▶ Records from a point labeling set:
:::
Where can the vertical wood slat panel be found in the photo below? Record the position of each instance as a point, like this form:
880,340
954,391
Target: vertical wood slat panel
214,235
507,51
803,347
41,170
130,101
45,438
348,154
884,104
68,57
:::
▶ Task statement: Rewrite every line of the material above as a numbered list, omitting any blank lines.

▶ Solution to this exercise:
1. Where can the vertical wood slat panel be found in the photo below? Record the position of each instance as a point, like this form:
2. 880,340
3. 954,391
4. Target: vertical wood slat panel
5. 214,235
6. 507,51
7. 803,347
8. 41,170
9. 130,101
10. 45,438
11. 348,154
12. 884,104
13. 68,57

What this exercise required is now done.